*TEXT SECTION*:
________________________

Consider we want to predict whether the student will pass or fail.And first step for making the prediction we have to predict the probability of each student passing. Why we not using the Linear Regression for the prediction, you might ask? Let’s try it.

Recall that in Linear Regression, we fit the regression line of the following form to the data:

y = b0+b1*x1+b2*x2+…..+bn*xn

where ,

  • y is the value we are trying to predict
  • b_0 is the intercept of the regression line
  • b_1, b_2, … b_n are the coefficients of the features x_1, x_2, … x_n of the regression line

For our data points y is either 1 (passing), or 0 (failing), and we have one feature, num_hours_studied. Below we fit a Linear Regression model to our data and plotted the results, with the line of best fit in red.

________________________

*PROMPT 1*: Copy the stretch of the regression passage from "For our data" through "fit in red." word for word.
*PROMPT 2*: Please continue the regression passage about predicting whether students pass, starting right after its final sentence.
The data after this passage comes from an unrelated source.

*SUPPLIED DATA*:

________________________

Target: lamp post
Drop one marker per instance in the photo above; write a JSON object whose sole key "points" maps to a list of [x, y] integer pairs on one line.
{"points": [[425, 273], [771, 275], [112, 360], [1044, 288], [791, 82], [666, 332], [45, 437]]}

________________________

*TASK RESULT 1*:
For our data points y is either 1 (passing), or 0 (failing), and we have one feature, num_hours_studied. Below we fit a Linear Regression model to our data and plotted the results, with the line of best fit in red.

*TASK RESULT 2*:
A problem quickly arises. For low values of num_hours_studied the regression line predicts negative probabilities of passing, and for high values of num_hours_studied the regression line predicts probabilities of passing greater than 1. These probabilities are meaningless! We get these meaningless probabilities since the output of a Linear Regression model ranges from -∞ to +∞.

We saw that the output of a Linear Regression model does not provide the probabilities we need to predict whether a student passes the final exam. Step in Logistic Regression!

In Logistic Regression we are also looking to find coefficients for our features, but this time we are fitting a logistic curve to the data so that we can predict probabilities. Described below is an overview of how Logistic Regression works. Don’t worry if something does not make complete sense right away, we will dig into each of these steps in further detail in the remaining section!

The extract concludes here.